## Instruction:
Rewrite everything from the start of the listing down through the line containing "[358,167,430,224]", changing each "locomotive" to "engine" and leaving all else as it is.

Excerpts of labeled region data
= = = = = = =

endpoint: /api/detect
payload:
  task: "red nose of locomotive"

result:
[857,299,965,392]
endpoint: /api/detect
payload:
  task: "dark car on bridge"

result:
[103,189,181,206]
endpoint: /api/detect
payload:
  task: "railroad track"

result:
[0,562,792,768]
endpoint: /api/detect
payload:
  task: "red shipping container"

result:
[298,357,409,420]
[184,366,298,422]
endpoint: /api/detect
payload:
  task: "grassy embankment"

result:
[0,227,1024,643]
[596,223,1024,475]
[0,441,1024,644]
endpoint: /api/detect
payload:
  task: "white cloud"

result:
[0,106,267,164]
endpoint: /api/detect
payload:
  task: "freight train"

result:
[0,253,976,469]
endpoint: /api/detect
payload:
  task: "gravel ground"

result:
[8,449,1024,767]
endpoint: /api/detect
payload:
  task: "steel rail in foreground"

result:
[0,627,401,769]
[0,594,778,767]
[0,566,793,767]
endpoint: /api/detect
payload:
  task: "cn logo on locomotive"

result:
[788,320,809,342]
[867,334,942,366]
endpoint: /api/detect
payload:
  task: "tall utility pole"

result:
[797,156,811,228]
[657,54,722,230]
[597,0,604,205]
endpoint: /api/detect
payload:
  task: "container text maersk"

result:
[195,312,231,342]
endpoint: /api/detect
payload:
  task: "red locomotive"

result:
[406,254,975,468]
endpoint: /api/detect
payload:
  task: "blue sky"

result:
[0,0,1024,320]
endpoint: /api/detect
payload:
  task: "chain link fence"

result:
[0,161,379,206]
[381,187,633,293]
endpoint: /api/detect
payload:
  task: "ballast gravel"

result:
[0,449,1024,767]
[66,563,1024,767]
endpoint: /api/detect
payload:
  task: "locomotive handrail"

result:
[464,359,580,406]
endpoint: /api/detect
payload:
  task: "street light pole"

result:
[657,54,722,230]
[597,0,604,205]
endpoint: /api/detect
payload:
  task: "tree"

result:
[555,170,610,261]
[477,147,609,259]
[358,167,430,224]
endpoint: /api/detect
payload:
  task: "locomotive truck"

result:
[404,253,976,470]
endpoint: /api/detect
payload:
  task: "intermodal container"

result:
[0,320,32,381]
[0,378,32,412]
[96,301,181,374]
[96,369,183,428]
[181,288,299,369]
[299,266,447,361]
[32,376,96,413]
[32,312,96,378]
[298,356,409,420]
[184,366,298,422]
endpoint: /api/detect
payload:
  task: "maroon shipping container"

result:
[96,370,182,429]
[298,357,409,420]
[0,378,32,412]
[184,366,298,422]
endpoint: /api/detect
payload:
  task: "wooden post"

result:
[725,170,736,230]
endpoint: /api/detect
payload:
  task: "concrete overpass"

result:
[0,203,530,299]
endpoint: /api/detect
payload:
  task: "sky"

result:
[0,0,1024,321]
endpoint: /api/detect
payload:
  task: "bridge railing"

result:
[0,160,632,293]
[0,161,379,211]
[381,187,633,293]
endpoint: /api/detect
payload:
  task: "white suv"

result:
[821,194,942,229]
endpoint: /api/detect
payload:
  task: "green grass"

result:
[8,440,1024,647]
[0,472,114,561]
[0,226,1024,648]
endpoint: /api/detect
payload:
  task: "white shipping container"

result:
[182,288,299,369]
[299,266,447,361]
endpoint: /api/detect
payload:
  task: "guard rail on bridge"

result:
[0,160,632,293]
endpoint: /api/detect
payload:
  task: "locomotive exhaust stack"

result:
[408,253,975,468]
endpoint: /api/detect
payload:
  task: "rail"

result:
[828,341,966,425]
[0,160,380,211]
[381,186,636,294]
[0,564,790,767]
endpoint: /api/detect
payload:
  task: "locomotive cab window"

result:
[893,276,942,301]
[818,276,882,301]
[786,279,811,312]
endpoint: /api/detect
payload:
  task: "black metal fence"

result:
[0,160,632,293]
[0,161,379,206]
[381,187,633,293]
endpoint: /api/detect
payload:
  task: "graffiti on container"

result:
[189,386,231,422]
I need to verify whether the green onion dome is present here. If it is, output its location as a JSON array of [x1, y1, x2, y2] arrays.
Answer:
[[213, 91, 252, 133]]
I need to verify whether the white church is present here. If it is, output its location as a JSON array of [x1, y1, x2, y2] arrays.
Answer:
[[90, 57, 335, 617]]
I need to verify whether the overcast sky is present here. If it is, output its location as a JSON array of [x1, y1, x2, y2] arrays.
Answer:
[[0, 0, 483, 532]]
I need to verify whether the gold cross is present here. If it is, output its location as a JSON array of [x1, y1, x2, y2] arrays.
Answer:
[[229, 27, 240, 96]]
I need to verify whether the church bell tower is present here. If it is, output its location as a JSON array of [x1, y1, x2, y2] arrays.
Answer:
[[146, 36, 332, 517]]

= = = = = = =

## Final result:
endpoint: /api/detect
payload:
  task: "red nose of engine"

result:
[857,299,965,392]
endpoint: /api/detect
payload:
  task: "dark car on bridge"

result:
[103,189,181,206]
endpoint: /api/detect
payload:
  task: "railroad track"

result:
[0,562,792,768]
endpoint: /api/detect
payload:
  task: "red shipping container"

result:
[298,357,409,420]
[184,366,298,422]
endpoint: /api/detect
payload:
  task: "grassy embankment"

result:
[0,227,1024,643]
[596,223,1024,475]
[0,441,1024,644]
endpoint: /api/detect
payload:
  task: "white cloud"

result:
[0,106,267,164]
endpoint: /api/detect
payload:
  task: "freight train"

result:
[0,253,976,469]
endpoint: /api/detect
payload:
  task: "gravel ground"

result:
[8,449,1024,767]
endpoint: /api/detect
payload:
  task: "steel rail in foreground"

result:
[0,627,401,769]
[0,594,778,767]
[0,566,793,767]
endpoint: /api/detect
payload:
  task: "cn logo on engine"

result:
[788,320,809,342]
[867,334,942,366]
endpoint: /api/detect
payload:
  task: "tall utility pole"

result:
[797,156,811,228]
[657,54,722,230]
[597,0,604,205]
endpoint: /api/detect
payload:
  task: "container text maersk"

result:
[195,312,231,342]
endpoint: /api/detect
payload:
  task: "red engine"

result:
[406,254,975,468]
endpoint: /api/detect
payload:
  task: "blue sky"

result:
[0,0,1024,320]
endpoint: /api/detect
payload:
  task: "chain link fence"

result:
[0,161,379,206]
[381,187,633,293]
endpoint: /api/detect
payload:
  task: "ballast gravel"

result:
[0,449,1024,767]
[66,563,1024,767]
endpoint: /api/detect
payload:
  task: "engine handrail"

result:
[464,359,580,406]
endpoint: /api/detect
payload:
  task: "street light pole"

result:
[657,54,722,230]
[597,0,604,205]
endpoint: /api/detect
payload:
  task: "tree"

result:
[555,170,610,261]
[477,147,609,259]
[358,167,430,224]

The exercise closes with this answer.